■ ABOUT THIS EXERCISE
The answer must be an exact reprint of the lines from the one with "Record the location of each instance of the low" through the final line of the data, with no pictures included.
[DATASET RECORDS Boundary: Start]
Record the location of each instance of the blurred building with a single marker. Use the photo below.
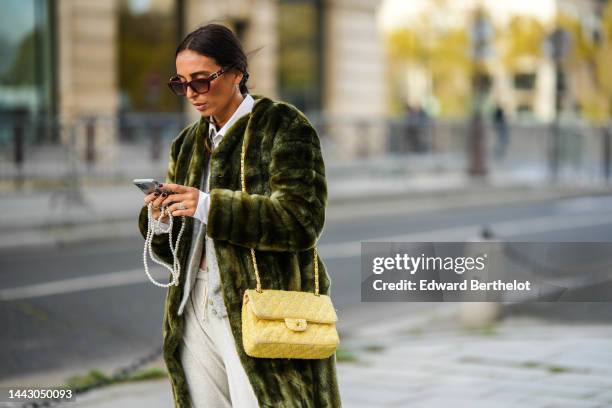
(80, 59)
(432, 44)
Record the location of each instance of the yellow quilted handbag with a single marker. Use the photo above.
(287, 324)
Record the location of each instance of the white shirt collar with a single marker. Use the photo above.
(245, 107)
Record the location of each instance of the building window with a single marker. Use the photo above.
(27, 62)
(148, 36)
(524, 81)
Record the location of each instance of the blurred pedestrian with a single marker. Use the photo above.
(281, 217)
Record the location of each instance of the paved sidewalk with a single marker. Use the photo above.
(418, 355)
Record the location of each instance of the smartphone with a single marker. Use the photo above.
(148, 186)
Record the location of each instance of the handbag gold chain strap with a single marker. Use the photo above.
(243, 183)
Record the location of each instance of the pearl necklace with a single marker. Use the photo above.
(175, 268)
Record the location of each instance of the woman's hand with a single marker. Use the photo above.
(184, 196)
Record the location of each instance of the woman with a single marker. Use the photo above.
(281, 215)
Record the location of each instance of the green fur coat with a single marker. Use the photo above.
(281, 216)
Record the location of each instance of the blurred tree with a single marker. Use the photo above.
(300, 53)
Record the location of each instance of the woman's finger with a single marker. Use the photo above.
(177, 188)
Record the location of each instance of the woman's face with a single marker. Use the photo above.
(191, 65)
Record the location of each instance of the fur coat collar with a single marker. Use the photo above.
(281, 216)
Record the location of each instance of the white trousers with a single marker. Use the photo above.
(214, 373)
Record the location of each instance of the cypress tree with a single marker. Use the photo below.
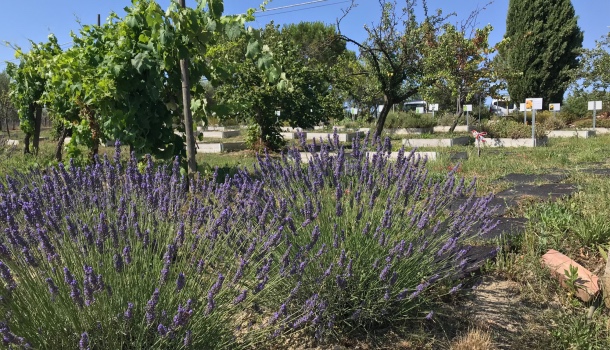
(544, 42)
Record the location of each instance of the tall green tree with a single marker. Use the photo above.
(595, 67)
(542, 47)
(6, 106)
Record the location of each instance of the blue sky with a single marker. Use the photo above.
(21, 20)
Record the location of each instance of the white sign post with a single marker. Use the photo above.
(522, 109)
(433, 108)
(554, 107)
(533, 104)
(594, 106)
(467, 109)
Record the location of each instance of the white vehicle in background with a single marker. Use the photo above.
(416, 106)
(502, 106)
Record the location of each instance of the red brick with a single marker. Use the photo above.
(587, 282)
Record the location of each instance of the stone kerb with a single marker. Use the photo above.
(585, 134)
(602, 130)
(221, 134)
(506, 142)
(220, 147)
(343, 137)
(464, 140)
(410, 131)
(306, 157)
(293, 135)
(459, 128)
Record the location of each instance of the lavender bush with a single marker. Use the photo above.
(106, 256)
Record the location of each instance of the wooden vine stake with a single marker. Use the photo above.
(605, 282)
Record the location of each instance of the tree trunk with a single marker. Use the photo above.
(26, 143)
(8, 133)
(60, 144)
(382, 116)
(188, 117)
(88, 114)
(37, 125)
(456, 121)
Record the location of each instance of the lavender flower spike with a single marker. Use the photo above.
(83, 344)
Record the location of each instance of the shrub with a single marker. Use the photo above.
(588, 123)
(397, 120)
(554, 124)
(504, 128)
(107, 256)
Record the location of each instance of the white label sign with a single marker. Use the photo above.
(533, 103)
(595, 105)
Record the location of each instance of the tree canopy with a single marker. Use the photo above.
(394, 52)
(542, 45)
(304, 53)
(122, 80)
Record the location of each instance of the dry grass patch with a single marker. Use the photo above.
(475, 339)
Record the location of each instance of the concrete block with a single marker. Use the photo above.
(459, 128)
(505, 142)
(410, 131)
(343, 137)
(436, 142)
(221, 134)
(585, 134)
(293, 135)
(587, 283)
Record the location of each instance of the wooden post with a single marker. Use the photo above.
(188, 117)
(605, 282)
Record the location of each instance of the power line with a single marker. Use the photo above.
(289, 6)
(307, 8)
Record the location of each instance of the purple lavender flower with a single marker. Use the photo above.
(276, 315)
(68, 277)
(162, 330)
(118, 262)
(211, 304)
(384, 273)
(164, 273)
(9, 337)
(75, 293)
(128, 314)
(183, 315)
(187, 339)
(241, 297)
(83, 344)
(216, 286)
(53, 290)
(341, 282)
(180, 282)
(150, 307)
(127, 254)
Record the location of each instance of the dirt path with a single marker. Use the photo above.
(497, 307)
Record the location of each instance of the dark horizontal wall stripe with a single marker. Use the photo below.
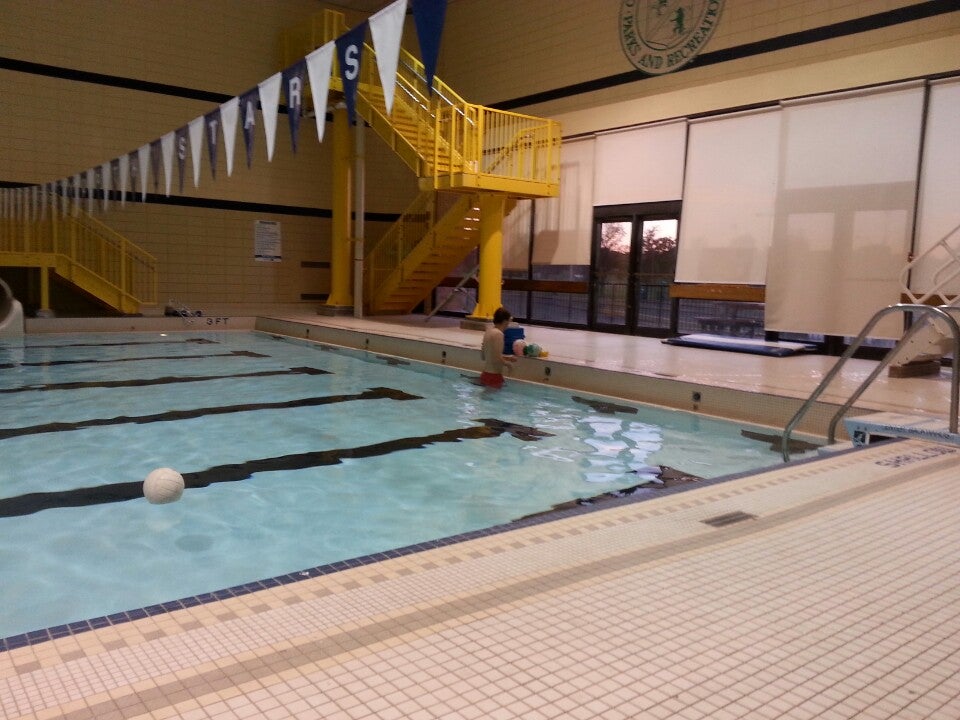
(110, 80)
(910, 13)
(234, 205)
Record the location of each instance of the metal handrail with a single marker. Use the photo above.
(942, 312)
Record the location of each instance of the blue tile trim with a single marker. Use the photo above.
(36, 637)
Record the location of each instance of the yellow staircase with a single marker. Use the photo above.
(86, 253)
(457, 151)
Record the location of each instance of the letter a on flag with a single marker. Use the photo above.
(349, 52)
(386, 27)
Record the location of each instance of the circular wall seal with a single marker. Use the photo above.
(660, 36)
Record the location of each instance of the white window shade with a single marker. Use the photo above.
(728, 199)
(641, 165)
(845, 200)
(516, 237)
(939, 210)
(563, 226)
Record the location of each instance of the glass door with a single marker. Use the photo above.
(654, 270)
(633, 264)
(610, 281)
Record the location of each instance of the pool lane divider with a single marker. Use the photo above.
(195, 341)
(120, 492)
(168, 380)
(50, 363)
(378, 393)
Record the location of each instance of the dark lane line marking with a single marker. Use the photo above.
(50, 363)
(120, 492)
(379, 393)
(168, 380)
(197, 341)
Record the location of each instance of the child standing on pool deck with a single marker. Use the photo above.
(494, 359)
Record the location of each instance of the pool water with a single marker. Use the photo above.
(295, 454)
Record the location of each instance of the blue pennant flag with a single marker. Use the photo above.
(180, 147)
(428, 17)
(293, 91)
(349, 52)
(248, 119)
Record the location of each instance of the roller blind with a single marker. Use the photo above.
(564, 224)
(939, 211)
(729, 195)
(640, 165)
(845, 199)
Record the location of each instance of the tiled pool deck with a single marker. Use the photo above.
(826, 589)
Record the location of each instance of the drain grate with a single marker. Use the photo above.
(729, 519)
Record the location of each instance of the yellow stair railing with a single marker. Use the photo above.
(448, 142)
(84, 251)
(429, 240)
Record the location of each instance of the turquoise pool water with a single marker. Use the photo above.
(296, 455)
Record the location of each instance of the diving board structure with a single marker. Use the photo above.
(11, 313)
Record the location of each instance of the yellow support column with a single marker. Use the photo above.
(492, 206)
(341, 294)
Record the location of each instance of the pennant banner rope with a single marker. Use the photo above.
(128, 173)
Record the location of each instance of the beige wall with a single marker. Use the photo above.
(547, 45)
(52, 128)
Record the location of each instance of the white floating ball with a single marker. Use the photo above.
(163, 485)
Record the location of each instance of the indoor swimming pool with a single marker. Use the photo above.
(295, 455)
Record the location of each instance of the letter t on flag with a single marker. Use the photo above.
(349, 52)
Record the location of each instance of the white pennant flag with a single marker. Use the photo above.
(91, 183)
(124, 178)
(386, 27)
(143, 162)
(105, 175)
(229, 112)
(77, 180)
(269, 101)
(166, 145)
(196, 144)
(319, 64)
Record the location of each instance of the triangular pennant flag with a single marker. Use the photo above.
(105, 184)
(211, 121)
(428, 16)
(91, 184)
(124, 178)
(269, 101)
(248, 115)
(386, 27)
(228, 121)
(350, 54)
(134, 163)
(115, 176)
(293, 90)
(180, 138)
(155, 161)
(150, 163)
(167, 143)
(319, 63)
(195, 127)
(76, 194)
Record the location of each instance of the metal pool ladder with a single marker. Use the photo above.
(942, 312)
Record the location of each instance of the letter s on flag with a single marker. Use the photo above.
(353, 64)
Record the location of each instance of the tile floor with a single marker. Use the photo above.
(825, 589)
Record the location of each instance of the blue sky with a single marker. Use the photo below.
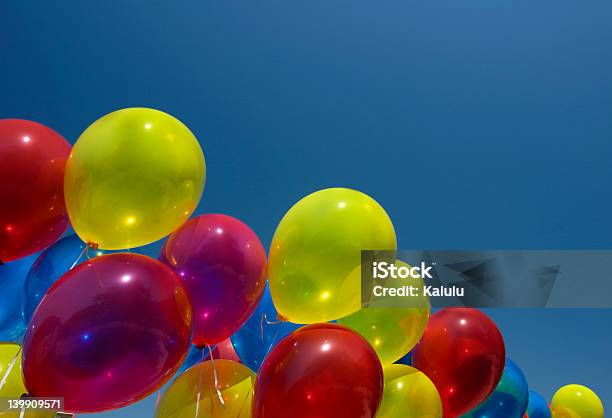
(477, 125)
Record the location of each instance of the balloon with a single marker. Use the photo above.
(537, 408)
(315, 255)
(409, 394)
(576, 401)
(133, 177)
(508, 400)
(222, 264)
(235, 382)
(463, 354)
(50, 266)
(323, 371)
(223, 350)
(32, 162)
(392, 331)
(13, 386)
(12, 278)
(254, 340)
(110, 332)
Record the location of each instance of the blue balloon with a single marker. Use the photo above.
(508, 400)
(538, 407)
(12, 278)
(254, 340)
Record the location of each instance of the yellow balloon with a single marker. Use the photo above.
(393, 331)
(13, 387)
(235, 381)
(576, 401)
(133, 177)
(315, 255)
(409, 393)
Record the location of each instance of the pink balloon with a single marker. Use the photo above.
(108, 333)
(222, 264)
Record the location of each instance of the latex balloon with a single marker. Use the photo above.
(50, 266)
(538, 407)
(13, 387)
(392, 331)
(463, 354)
(110, 332)
(235, 382)
(32, 162)
(222, 264)
(315, 255)
(323, 371)
(12, 279)
(576, 401)
(262, 331)
(508, 400)
(409, 394)
(133, 177)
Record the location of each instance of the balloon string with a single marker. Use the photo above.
(79, 257)
(9, 368)
(216, 377)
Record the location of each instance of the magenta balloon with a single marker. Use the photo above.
(108, 333)
(222, 264)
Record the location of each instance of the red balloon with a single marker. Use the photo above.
(222, 264)
(108, 333)
(463, 354)
(322, 371)
(32, 212)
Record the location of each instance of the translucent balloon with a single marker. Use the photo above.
(133, 177)
(235, 383)
(13, 386)
(392, 331)
(315, 255)
(576, 401)
(409, 394)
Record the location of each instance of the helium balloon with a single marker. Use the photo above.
(409, 394)
(13, 387)
(50, 266)
(315, 255)
(538, 407)
(576, 401)
(254, 340)
(508, 400)
(133, 177)
(12, 278)
(32, 162)
(110, 332)
(463, 354)
(321, 370)
(392, 331)
(222, 264)
(234, 382)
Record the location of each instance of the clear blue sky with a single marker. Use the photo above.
(480, 124)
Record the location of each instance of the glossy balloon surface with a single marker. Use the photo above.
(262, 331)
(32, 162)
(133, 177)
(235, 382)
(323, 371)
(108, 333)
(392, 331)
(508, 400)
(315, 254)
(538, 407)
(12, 278)
(576, 401)
(463, 353)
(222, 264)
(409, 394)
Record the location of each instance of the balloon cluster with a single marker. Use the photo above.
(245, 333)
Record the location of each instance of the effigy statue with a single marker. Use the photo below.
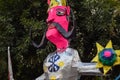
(59, 65)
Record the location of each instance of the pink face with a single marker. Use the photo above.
(59, 14)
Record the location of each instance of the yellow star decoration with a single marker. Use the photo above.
(53, 78)
(99, 64)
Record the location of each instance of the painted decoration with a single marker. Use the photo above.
(106, 57)
(61, 65)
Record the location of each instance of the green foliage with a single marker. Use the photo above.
(97, 21)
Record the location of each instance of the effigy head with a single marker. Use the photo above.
(61, 66)
(59, 14)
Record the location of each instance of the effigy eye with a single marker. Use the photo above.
(60, 12)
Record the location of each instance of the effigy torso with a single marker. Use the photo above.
(60, 66)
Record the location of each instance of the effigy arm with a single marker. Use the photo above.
(43, 42)
(64, 33)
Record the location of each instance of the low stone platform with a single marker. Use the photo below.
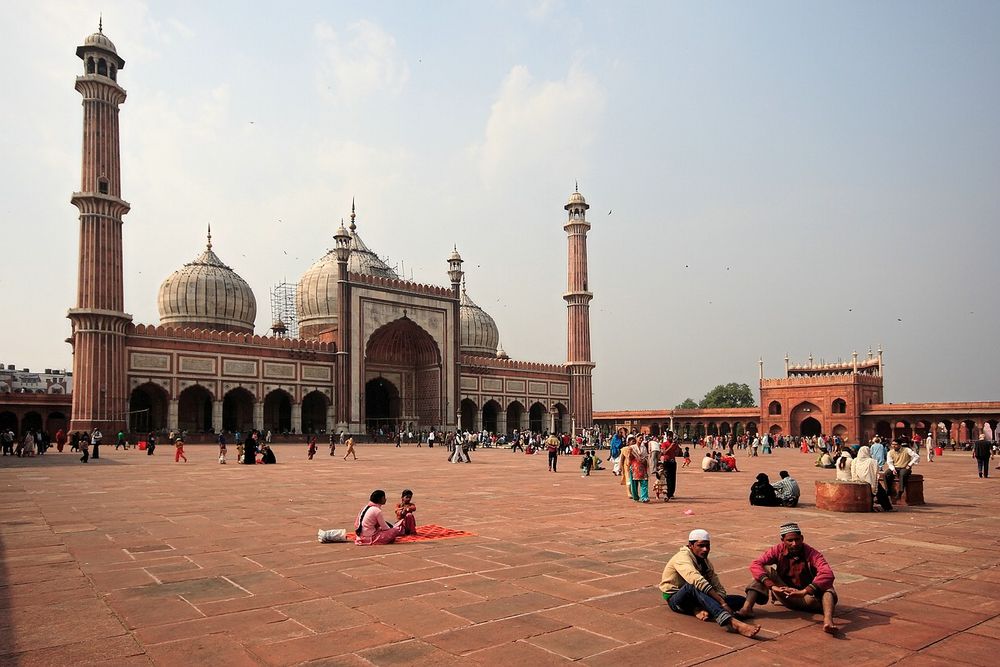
(836, 496)
(138, 560)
[DATASET RECORDS Boundary: End]
■ RESULT OF THIS EXERCISE
Record the location of each instance of the low stone platform with a single marker. Use the photo below.
(836, 496)
(138, 560)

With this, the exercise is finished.